Exercise
Please gather every line in the listing below that contains the string "shoulder". Case matters.

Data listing
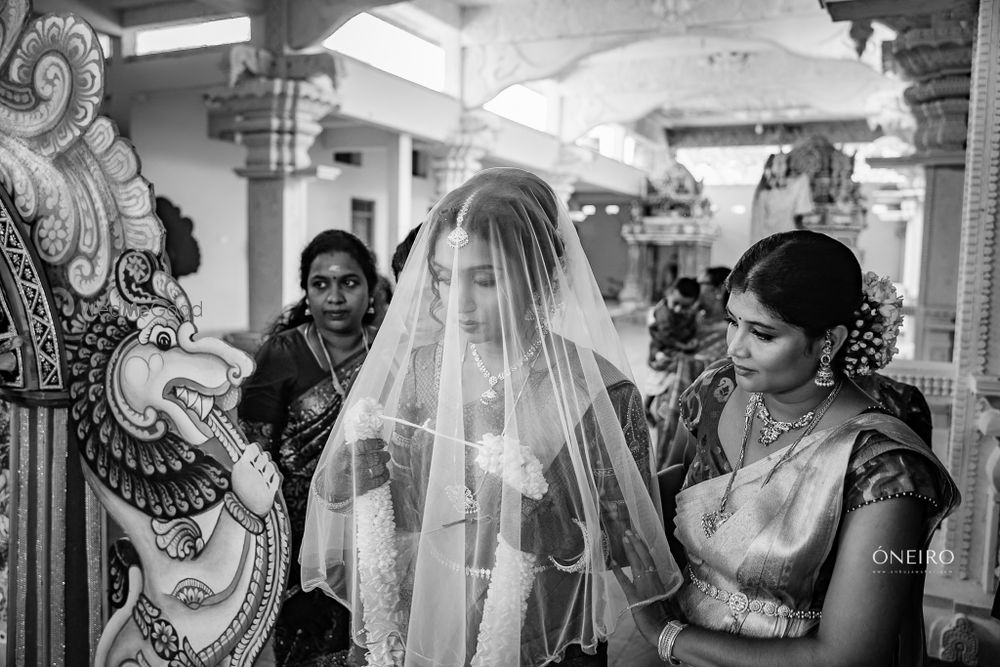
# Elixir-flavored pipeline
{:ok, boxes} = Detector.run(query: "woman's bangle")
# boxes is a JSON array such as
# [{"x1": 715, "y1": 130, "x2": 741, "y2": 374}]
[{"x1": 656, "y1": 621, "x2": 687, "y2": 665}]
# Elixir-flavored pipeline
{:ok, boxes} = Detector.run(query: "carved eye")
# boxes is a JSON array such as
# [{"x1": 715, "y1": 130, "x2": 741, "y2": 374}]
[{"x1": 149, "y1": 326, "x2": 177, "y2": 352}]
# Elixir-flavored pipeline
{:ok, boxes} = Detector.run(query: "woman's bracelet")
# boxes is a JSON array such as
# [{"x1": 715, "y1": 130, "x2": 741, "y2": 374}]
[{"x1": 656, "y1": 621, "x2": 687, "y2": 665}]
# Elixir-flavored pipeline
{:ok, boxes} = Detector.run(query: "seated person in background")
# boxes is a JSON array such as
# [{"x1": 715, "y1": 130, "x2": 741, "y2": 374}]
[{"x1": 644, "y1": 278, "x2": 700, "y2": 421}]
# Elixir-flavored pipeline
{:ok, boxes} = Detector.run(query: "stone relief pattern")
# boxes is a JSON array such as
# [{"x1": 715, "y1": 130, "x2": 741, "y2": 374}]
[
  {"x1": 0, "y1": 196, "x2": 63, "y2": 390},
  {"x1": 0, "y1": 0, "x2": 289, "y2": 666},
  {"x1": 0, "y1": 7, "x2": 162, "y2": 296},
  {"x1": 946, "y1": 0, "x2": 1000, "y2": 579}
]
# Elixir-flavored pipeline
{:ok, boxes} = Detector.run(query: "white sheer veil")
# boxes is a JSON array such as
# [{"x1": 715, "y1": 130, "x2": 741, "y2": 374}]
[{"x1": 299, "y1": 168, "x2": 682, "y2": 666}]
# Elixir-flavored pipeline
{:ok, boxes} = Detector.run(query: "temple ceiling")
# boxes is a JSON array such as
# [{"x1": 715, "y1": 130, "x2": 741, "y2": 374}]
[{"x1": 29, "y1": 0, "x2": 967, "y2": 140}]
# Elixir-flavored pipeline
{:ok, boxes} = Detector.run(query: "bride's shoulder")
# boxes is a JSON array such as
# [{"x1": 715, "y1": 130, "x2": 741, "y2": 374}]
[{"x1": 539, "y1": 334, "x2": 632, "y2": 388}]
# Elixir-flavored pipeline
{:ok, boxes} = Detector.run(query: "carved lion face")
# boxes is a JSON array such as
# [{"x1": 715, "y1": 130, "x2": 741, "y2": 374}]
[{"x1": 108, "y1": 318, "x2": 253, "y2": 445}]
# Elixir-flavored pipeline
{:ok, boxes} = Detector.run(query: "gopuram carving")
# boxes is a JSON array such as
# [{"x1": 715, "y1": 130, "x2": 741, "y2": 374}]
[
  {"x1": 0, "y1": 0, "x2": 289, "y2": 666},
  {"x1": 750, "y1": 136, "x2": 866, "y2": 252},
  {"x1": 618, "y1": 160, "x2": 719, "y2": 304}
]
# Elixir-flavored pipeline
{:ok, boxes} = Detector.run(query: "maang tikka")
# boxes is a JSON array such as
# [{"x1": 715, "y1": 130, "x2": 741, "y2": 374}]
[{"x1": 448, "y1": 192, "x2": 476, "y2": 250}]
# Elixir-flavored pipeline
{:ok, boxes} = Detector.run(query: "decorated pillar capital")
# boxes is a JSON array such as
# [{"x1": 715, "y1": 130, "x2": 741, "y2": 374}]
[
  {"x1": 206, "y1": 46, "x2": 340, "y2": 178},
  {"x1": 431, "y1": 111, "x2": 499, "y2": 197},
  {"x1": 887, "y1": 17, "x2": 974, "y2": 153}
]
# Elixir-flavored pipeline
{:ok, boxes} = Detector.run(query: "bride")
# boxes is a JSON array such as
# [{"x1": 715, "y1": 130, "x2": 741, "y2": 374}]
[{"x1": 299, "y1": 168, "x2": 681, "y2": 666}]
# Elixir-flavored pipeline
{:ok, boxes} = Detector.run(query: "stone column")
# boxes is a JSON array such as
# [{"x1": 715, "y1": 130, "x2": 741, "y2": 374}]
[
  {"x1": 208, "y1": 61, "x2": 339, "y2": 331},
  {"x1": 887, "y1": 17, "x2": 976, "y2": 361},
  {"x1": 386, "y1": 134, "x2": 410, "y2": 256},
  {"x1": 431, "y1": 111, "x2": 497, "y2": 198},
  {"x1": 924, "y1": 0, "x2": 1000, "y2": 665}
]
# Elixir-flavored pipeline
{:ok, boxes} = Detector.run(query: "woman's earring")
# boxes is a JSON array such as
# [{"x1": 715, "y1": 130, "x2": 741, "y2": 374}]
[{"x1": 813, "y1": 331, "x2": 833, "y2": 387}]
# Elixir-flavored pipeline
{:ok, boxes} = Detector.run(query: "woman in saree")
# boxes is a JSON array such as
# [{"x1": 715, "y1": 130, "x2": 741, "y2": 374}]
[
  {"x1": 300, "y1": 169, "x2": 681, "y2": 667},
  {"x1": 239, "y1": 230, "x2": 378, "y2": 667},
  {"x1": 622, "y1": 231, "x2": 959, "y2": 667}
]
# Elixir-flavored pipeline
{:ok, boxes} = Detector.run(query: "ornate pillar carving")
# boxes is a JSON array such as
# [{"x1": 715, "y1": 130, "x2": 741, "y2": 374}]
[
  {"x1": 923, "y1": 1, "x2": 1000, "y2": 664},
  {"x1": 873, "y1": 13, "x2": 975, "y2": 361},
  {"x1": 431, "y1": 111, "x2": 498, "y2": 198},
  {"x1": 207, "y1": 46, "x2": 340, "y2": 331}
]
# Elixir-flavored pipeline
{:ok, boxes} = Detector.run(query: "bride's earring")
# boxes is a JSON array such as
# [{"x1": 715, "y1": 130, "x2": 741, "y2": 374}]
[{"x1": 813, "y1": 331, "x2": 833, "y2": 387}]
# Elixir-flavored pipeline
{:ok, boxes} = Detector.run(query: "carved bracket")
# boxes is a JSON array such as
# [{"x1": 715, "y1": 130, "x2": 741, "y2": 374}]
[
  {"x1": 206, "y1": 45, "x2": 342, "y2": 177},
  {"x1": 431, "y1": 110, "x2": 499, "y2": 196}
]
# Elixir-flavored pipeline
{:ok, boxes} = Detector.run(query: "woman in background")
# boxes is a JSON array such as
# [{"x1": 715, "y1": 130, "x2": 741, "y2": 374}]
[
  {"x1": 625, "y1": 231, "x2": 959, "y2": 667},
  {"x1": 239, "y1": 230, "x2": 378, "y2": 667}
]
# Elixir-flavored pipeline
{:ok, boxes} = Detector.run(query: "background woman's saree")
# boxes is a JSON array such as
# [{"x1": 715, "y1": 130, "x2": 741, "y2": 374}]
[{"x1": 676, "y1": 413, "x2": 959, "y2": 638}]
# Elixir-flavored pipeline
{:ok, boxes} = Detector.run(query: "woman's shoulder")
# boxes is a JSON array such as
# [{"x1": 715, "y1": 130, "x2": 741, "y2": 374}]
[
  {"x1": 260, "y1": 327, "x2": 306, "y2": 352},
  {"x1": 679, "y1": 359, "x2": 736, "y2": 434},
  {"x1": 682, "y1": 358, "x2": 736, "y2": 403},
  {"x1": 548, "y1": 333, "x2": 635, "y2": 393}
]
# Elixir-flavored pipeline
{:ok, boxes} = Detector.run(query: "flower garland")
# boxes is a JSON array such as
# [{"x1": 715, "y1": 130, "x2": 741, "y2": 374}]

Written answer
{:ok, boxes} = Detector.run(query: "bride's shoulder")
{:ok, boxes} = Detector.run(query: "woman's shoulder")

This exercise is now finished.